## Exercise instructions
Report every line of the records beneath this task that holds the string "sticker".

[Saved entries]
★ ★ ★ ★ ★
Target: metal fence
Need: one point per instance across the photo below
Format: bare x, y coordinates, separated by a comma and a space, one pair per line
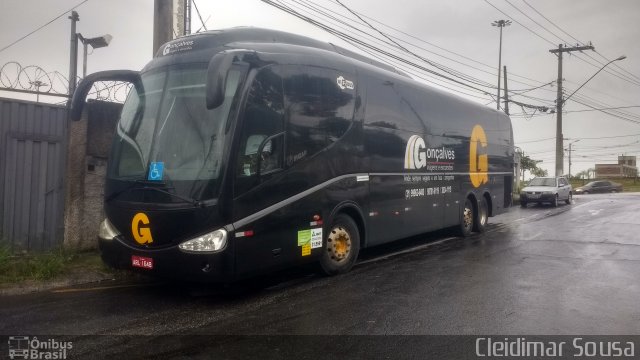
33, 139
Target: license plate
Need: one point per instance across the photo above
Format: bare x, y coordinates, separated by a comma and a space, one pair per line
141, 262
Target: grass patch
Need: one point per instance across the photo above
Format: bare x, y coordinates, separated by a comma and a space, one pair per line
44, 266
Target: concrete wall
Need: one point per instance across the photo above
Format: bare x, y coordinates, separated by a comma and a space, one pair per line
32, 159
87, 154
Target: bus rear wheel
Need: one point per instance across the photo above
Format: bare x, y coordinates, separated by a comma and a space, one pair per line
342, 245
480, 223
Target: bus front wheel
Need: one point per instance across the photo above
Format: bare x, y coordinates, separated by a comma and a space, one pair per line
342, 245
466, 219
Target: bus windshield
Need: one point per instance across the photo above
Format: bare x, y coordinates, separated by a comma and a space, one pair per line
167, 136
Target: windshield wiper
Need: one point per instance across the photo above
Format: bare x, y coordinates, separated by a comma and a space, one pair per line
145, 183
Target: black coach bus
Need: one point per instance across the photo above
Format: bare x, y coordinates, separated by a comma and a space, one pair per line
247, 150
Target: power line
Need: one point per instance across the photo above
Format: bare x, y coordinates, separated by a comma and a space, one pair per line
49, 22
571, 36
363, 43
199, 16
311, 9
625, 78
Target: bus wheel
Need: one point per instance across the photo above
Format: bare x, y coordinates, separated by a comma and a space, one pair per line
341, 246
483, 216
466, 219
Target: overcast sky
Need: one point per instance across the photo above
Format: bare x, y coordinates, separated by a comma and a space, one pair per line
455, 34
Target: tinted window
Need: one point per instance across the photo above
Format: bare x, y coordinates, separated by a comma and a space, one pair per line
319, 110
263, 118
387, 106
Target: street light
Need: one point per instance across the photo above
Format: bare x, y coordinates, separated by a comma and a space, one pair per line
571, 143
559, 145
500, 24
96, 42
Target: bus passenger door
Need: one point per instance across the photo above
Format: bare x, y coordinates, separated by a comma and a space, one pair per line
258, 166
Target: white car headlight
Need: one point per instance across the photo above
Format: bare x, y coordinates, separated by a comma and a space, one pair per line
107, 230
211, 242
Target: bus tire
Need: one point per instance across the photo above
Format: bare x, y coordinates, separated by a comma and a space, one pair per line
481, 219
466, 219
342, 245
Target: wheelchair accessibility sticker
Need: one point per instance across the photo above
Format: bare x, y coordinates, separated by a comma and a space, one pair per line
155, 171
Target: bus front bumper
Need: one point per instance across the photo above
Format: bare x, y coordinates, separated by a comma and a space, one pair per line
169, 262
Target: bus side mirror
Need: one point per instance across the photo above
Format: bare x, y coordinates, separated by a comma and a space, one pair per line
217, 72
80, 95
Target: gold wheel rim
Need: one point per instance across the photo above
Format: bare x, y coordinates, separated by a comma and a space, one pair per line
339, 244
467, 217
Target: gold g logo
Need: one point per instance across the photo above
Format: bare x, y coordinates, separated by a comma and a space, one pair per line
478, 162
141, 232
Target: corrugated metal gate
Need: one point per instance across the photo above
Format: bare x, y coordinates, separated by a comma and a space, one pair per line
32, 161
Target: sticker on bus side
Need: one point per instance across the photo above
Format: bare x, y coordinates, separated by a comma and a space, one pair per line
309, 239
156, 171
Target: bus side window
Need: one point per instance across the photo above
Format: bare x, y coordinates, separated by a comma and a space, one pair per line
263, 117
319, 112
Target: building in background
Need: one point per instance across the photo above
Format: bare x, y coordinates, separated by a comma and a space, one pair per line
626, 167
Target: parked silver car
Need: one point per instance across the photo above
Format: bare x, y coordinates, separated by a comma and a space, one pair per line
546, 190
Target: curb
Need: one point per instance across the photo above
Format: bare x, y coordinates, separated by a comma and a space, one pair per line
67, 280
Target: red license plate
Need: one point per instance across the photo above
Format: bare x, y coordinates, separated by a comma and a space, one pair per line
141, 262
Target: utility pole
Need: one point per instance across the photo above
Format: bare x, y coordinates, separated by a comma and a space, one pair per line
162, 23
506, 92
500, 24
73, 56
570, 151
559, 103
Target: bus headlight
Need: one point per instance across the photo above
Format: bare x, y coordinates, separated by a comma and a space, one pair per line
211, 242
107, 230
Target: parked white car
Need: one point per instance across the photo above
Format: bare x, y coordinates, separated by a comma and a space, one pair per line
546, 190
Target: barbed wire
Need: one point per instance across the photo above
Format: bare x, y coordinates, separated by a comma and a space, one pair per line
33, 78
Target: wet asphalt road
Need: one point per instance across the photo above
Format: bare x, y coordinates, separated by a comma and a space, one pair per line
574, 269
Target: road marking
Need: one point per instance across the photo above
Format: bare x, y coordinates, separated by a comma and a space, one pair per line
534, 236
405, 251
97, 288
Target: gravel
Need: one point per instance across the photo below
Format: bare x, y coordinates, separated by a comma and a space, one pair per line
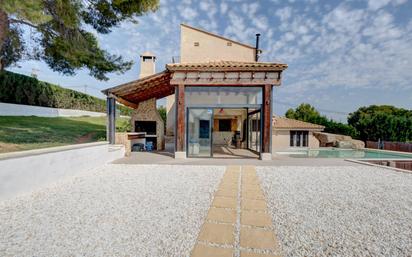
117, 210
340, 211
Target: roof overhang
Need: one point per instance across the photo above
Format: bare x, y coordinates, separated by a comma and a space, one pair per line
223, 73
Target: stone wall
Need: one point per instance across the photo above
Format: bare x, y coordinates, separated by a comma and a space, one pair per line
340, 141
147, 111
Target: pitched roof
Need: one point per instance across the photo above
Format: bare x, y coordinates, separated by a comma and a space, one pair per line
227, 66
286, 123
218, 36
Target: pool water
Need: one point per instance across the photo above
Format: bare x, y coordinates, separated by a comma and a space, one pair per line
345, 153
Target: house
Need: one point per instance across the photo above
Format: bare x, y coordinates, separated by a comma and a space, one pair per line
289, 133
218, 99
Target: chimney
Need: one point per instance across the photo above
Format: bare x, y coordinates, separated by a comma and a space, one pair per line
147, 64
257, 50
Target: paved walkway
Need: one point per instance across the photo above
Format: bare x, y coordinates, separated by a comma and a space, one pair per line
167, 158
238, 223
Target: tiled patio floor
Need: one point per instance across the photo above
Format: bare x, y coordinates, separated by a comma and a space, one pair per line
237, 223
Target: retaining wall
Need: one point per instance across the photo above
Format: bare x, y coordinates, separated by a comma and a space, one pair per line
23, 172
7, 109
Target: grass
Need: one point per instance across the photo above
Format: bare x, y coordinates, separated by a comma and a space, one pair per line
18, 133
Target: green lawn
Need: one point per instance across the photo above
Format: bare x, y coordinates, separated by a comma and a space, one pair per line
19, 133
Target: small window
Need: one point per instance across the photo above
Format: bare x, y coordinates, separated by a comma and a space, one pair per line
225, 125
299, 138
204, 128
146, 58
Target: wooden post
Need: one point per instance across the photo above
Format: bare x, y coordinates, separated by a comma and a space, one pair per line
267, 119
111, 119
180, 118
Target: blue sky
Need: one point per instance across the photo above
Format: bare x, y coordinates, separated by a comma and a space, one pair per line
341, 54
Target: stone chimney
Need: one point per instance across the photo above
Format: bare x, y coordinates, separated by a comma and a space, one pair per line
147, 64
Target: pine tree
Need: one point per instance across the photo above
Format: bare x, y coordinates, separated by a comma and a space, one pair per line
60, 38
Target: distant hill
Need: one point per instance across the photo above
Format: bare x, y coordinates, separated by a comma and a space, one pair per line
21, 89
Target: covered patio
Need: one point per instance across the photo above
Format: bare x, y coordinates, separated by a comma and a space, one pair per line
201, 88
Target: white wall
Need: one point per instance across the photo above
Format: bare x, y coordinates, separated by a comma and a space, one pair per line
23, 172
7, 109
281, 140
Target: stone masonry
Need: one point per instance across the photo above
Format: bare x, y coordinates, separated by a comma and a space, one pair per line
★ ★ ★ ★ ★
## Answer to this exercise
Target: wheelchair accessibility sticker
Target: sticker on bus side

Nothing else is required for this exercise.